(Entries from an annotation dataset):
-------

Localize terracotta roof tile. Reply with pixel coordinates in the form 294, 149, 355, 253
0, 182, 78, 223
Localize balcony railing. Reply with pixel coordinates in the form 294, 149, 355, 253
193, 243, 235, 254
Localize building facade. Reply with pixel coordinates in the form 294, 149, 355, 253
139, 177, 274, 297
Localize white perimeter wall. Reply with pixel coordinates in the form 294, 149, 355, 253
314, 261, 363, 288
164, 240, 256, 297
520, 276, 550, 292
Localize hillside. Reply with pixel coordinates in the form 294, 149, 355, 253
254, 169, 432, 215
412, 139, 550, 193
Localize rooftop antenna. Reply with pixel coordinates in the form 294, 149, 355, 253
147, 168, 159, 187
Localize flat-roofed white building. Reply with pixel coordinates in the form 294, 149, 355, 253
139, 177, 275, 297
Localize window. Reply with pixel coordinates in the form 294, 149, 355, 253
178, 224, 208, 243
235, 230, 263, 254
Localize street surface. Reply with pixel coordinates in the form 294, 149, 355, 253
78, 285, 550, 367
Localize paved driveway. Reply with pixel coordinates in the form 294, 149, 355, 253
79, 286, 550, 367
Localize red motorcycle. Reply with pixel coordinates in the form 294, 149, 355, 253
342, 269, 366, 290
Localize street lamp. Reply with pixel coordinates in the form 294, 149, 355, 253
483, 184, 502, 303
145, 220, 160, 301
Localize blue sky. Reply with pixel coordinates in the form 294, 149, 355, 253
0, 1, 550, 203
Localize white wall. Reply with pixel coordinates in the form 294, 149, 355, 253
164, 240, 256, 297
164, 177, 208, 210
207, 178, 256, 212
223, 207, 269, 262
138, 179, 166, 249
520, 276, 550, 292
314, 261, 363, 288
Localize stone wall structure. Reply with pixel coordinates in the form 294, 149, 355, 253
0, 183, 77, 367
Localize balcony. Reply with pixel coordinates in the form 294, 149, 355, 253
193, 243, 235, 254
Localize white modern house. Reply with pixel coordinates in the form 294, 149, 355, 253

-------

(WHAT YOU HAVE TO DO):
Write out the whole listing again, exactly as it stands.

(RESULT FOR THIS TASK):
Localize terracotta roof tile. Reply with pixel coordinates in the form 294, 149, 355, 253
0, 182, 78, 223
Localize balcony railing. Reply with pixel coordinates in the form 294, 149, 355, 253
193, 243, 235, 254
Localize building facade. Reply with pixel coordinates in the form 294, 149, 355, 253
139, 177, 274, 297
Localize white perimeter wall. Reply with pixel coordinates in the form 294, 149, 355, 253
314, 261, 363, 288
164, 240, 256, 297
520, 276, 550, 292
Localize hillside. Reply with pixel coordinates in the form 294, 149, 355, 253
254, 169, 432, 215
412, 139, 550, 193
Localize rooftop antenna. Reply with pixel coordinates in the form 294, 149, 355, 253
147, 168, 159, 187
Localize flat-roofed white building. Reply with pixel coordinates in the form 294, 149, 355, 253
139, 177, 275, 297
Localize window. Reply with pixel coordinates in the form 294, 149, 355, 253
178, 224, 208, 243
235, 230, 263, 254
Localize street surface. Reply with pixel coordinates in the form 294, 149, 355, 253
78, 285, 550, 367
Localize paved driveway. Reply with pixel coordinates in the form 294, 149, 355, 253
79, 286, 550, 367
Localize red motorcycle. Reply with pixel coordinates in the form 294, 149, 355, 253
342, 269, 366, 290
Localize street lamp. Reply with pixel coordinates in the form 294, 149, 355, 253
483, 184, 502, 303
145, 220, 160, 301
Localize blue sky. Reply with pixel coordinates in the form 294, 149, 355, 253
0, 1, 550, 203
Localize white wall. Reply with pixel coordinates in the form 294, 149, 355, 253
164, 240, 256, 297
164, 177, 208, 210
207, 178, 256, 212
223, 207, 269, 262
138, 179, 166, 249
520, 276, 550, 292
314, 261, 363, 288
Localize stone wall structure. Reply with pixel coordinates in the form 294, 149, 355, 253
0, 183, 77, 367
Localize balcony. Reply with pixel coordinates in the form 294, 149, 355, 253
193, 243, 235, 254
Localize white modern house. Reply with pixel coordinates in the form 294, 149, 355, 253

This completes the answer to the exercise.